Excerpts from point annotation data
—————
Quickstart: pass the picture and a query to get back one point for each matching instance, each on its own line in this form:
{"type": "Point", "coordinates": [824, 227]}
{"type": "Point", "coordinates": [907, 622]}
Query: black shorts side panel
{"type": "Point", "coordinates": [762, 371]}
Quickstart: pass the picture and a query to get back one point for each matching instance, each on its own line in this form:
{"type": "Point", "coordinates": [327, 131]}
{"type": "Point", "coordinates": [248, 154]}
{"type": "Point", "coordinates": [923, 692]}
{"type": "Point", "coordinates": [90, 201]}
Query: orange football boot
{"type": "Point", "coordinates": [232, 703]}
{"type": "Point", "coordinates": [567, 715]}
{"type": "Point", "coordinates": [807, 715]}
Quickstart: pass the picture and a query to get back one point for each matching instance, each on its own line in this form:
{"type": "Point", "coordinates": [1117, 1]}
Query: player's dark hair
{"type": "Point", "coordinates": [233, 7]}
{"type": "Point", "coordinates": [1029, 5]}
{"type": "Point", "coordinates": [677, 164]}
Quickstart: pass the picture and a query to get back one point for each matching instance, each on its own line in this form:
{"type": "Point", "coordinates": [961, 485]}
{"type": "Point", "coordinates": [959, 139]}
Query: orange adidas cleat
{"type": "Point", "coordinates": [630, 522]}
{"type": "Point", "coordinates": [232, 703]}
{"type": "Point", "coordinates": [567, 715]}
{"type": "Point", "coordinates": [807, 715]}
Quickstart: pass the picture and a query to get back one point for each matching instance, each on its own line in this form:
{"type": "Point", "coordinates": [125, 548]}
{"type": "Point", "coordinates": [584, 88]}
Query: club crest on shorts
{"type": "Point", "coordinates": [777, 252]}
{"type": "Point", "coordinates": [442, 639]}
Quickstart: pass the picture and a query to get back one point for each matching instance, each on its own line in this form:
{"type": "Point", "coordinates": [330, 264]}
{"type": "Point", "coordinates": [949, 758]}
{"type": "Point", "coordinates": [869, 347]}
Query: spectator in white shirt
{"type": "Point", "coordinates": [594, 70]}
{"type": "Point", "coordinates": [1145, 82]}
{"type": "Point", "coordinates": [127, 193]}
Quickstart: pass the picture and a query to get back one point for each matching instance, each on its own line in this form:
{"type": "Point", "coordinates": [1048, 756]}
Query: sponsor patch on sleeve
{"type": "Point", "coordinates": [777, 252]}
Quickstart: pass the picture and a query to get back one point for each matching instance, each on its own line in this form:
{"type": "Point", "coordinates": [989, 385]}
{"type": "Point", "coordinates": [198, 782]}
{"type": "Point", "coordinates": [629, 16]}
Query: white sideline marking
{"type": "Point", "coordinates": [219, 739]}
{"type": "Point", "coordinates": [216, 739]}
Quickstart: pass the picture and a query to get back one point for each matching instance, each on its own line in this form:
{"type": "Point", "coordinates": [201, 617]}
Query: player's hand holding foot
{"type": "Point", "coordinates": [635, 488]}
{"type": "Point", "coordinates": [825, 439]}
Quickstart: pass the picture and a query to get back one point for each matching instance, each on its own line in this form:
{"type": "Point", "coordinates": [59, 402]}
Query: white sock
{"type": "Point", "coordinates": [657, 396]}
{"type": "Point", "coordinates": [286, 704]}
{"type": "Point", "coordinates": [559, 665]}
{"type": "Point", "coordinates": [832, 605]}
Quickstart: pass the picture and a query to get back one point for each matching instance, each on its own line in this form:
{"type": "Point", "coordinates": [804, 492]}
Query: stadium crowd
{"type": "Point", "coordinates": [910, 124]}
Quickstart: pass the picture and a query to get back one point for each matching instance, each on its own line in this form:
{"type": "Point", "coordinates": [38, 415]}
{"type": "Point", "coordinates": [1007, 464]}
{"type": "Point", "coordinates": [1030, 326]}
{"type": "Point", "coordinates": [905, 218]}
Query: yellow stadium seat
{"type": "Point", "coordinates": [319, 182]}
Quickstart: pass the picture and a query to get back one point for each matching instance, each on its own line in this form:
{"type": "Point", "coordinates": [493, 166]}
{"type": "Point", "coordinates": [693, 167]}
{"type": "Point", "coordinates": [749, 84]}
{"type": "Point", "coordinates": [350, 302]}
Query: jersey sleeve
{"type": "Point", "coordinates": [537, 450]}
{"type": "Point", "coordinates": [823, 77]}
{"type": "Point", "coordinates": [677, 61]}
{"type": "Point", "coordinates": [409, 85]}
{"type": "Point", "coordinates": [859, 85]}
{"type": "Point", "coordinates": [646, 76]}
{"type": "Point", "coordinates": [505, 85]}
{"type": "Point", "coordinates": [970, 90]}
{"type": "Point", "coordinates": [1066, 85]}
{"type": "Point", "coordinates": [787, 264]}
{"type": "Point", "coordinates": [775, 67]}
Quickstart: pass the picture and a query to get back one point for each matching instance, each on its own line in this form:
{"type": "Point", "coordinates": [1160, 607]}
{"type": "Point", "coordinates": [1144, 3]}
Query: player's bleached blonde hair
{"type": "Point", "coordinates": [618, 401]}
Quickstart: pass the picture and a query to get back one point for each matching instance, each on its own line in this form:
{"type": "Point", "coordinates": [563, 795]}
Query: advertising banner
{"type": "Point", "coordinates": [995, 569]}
—————
Pull out the lines of the listing above word for word, beginning at its very first line and continuing through the line that contains "Query: black shorts side panel".

**Result of this exercise:**
Quickstart: pass the picture and a query to get back one point for each matching instance, each on its own line in this form:
{"type": "Point", "coordinates": [824, 227]}
{"type": "Point", "coordinates": [907, 622]}
Query: black shorts side panel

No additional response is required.